PROVIDED INFORMATION:
◆ ◆ ◆

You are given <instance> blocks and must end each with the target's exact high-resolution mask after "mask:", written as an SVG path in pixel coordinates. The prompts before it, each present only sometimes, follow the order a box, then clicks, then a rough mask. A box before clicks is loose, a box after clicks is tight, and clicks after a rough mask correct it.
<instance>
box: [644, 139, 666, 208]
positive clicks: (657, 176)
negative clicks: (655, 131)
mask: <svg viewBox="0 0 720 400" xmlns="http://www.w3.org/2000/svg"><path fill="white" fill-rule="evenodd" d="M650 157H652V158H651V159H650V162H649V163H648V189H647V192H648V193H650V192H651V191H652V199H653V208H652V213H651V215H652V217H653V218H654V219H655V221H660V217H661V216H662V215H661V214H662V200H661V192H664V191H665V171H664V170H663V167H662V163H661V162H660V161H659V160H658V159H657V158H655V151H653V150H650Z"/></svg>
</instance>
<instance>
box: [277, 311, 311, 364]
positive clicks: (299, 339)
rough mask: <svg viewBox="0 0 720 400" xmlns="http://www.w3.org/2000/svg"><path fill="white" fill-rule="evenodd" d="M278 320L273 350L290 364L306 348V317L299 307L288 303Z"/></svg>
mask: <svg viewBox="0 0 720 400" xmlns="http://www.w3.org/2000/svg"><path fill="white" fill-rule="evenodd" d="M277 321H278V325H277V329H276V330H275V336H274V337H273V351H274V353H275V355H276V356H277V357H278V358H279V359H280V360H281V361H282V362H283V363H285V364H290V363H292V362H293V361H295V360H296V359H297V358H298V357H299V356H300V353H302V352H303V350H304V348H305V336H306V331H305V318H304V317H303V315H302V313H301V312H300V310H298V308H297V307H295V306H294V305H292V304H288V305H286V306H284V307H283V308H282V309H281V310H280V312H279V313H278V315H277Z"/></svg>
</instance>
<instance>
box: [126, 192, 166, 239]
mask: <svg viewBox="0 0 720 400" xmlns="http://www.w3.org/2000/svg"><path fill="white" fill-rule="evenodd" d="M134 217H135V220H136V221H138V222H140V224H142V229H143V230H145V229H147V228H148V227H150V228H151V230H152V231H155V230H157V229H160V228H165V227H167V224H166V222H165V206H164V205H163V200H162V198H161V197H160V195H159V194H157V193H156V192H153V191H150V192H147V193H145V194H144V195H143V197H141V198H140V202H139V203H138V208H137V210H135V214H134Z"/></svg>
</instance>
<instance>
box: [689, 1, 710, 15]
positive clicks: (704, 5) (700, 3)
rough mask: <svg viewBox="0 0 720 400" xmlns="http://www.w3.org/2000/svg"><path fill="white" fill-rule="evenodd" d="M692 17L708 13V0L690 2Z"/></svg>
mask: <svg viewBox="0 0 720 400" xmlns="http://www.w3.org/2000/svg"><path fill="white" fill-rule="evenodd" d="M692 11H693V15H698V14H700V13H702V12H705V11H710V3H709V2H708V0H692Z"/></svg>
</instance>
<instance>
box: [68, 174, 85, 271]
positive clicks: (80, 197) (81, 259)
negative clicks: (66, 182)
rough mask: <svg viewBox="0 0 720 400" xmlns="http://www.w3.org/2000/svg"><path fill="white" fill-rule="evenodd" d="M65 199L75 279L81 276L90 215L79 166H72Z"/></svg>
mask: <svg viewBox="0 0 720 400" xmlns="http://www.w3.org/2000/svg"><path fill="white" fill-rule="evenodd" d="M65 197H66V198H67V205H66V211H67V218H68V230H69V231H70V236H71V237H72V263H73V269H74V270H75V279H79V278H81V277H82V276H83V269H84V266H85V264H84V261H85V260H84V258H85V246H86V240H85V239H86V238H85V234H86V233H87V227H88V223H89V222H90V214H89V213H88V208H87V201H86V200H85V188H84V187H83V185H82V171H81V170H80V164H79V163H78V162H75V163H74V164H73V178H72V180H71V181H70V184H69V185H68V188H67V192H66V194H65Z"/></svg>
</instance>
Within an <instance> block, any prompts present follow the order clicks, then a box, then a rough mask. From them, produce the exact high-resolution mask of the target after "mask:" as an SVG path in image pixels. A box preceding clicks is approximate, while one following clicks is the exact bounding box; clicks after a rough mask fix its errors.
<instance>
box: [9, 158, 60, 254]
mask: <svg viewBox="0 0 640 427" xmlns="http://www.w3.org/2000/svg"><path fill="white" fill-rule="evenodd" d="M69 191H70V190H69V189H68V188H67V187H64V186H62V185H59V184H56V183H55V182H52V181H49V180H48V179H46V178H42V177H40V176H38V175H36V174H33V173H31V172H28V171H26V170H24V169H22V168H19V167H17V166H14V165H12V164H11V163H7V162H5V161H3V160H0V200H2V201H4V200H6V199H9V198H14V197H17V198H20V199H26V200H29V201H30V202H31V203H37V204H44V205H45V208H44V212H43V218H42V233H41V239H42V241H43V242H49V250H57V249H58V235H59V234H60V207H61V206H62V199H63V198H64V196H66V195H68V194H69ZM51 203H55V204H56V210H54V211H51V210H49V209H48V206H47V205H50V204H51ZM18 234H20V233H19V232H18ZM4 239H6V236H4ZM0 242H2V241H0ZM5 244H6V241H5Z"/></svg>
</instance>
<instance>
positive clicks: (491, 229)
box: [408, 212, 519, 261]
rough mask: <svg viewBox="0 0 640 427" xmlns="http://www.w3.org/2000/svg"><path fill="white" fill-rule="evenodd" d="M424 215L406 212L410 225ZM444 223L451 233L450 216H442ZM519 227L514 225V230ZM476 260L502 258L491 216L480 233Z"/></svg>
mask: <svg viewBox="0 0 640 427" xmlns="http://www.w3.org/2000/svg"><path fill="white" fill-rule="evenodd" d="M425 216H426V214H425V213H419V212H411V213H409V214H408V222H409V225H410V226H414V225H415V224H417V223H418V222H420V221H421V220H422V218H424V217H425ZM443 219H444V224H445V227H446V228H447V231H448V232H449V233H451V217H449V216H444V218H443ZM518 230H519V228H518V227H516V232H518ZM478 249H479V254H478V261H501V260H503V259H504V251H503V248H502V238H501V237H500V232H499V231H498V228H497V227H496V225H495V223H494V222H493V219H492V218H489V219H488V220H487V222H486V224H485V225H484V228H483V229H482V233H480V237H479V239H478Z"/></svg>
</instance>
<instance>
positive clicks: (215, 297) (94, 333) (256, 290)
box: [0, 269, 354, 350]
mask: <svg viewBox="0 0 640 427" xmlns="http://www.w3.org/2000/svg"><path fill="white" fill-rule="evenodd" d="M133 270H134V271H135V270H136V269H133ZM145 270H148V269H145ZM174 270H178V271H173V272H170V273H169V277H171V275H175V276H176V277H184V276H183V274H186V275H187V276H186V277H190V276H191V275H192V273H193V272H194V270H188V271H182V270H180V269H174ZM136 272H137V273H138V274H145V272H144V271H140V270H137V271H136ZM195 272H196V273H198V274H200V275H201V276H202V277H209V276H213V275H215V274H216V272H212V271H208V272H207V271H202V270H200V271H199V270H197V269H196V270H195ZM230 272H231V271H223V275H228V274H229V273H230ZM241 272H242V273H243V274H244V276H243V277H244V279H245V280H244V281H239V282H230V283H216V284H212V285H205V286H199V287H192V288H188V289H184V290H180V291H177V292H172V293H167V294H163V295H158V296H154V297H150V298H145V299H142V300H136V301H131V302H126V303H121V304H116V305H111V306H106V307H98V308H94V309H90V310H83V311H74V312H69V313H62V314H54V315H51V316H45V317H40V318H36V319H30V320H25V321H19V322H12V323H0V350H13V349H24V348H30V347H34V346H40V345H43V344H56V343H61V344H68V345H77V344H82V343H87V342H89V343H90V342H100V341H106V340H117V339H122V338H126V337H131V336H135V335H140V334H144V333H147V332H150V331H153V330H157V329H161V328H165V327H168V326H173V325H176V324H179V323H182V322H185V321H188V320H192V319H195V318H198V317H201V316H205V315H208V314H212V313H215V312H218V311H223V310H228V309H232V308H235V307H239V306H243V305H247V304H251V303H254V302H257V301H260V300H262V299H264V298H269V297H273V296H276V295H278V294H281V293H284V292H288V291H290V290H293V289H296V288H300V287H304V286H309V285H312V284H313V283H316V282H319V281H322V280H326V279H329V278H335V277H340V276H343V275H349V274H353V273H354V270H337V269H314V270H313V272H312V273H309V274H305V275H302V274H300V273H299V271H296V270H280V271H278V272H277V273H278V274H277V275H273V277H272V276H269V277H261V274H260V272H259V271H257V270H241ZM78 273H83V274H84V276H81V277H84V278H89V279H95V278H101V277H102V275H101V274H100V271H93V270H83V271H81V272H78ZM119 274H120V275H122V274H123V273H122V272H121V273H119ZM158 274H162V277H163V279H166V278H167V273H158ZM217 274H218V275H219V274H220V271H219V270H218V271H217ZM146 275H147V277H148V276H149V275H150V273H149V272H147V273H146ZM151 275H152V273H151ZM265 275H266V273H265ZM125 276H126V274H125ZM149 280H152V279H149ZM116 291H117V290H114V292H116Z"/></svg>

◆ ◆ ◆

Only the number is needed here: how many lines of the records contain "then"?

TASK ANSWER: 2